Let’s return to the plot and make it look professional. Most importantly, we are axis labels. As mentioned, we can control this sort of thing by adding additional lines to our program.

Note: Due to the way that I am presenting this information, I’m going to call the plot function again. If this were being done in a file, you would call pp.plot() one time. You can call the labeling functions after an axis has been created (this happens automatically when you call pp.plot().

[6]:
pp.plot(x,y)
pp.xlabel('x position (cm)')
pp.ylabel('Amplitude (cm)')
pp.title('Fourier sine series approximation of a Sawtooth wave')
pp.show()
../../_images/lessons_L7_pyplot_12_0.png

Just like that, we have a line plot that is ready for publication. Again, the goal of pyplot is simplicity.

Optional plot arguments

There are some optional arguments that may come in handy when using the plot() function. The most commonly used ones are those that allow you to change the color of the line, marker, error bar, etc, the linestyle, add a label,

Color

There are several ways to change the color of your line. Pyplot offers a shortcut to quickly use one of 8 colors.

[7]:
pp.plot(x,y,'r')
pp.show()

**Stored records:**
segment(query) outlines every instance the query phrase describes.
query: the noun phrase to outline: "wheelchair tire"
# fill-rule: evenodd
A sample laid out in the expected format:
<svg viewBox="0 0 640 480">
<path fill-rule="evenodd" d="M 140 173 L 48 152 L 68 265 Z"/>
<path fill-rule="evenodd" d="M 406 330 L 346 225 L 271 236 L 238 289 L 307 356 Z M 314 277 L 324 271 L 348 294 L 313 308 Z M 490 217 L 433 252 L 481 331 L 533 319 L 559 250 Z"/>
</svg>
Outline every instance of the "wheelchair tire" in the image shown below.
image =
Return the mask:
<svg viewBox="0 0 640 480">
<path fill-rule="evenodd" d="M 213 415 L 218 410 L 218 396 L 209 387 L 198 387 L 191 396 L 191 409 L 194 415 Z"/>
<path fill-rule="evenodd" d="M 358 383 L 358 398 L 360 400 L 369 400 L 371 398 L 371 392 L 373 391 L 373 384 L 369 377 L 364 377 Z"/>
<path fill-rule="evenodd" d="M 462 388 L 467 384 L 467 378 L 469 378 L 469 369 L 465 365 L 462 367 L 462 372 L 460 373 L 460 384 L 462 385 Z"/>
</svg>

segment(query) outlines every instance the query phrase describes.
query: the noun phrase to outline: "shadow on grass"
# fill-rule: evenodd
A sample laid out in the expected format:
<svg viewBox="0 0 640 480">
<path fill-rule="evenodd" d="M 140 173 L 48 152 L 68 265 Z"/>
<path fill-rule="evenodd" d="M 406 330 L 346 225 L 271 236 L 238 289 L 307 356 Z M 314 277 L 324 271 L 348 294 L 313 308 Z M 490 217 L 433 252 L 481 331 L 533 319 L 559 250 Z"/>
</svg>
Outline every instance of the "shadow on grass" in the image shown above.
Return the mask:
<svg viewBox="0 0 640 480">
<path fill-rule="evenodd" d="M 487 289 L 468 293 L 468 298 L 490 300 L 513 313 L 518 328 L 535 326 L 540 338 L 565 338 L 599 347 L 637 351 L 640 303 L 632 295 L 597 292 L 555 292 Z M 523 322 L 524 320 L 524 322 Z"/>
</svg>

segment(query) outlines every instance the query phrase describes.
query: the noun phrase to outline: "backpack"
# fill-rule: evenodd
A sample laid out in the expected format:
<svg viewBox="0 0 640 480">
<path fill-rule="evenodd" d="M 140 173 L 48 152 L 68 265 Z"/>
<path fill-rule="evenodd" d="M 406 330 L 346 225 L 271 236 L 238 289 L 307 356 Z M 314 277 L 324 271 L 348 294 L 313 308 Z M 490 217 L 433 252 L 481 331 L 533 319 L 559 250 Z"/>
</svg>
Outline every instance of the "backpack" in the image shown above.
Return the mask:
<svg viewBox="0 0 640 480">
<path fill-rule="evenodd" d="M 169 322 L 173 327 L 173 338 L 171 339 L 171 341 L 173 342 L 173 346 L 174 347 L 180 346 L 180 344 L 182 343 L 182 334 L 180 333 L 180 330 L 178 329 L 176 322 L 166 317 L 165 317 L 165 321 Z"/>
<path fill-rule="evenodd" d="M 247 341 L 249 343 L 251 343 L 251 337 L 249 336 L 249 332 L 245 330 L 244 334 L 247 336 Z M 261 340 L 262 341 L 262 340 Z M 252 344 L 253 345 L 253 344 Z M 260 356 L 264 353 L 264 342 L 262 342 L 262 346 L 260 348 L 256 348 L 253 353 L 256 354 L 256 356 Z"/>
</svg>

**WHAT YOU HAVE TO DO:**
Return, word for word, the part of the pyplot lesson that opens with the words containing "There are some" and closes with "pp.plot(x,y,'r')". These rows were taken from a separate source.

**THE RESPONSE:**
There are some optional arguments that may come in handy when using the plot() function. The most commonly used ones are those that allow you to change the color of the line, marker, error bar, etc, the linestyle, add a label,

Color

There are several ways to change the color of your line. Pyplot offers a shortcut to quickly use one of 8 colors.

[7]:
pp.plot(x,y,'r')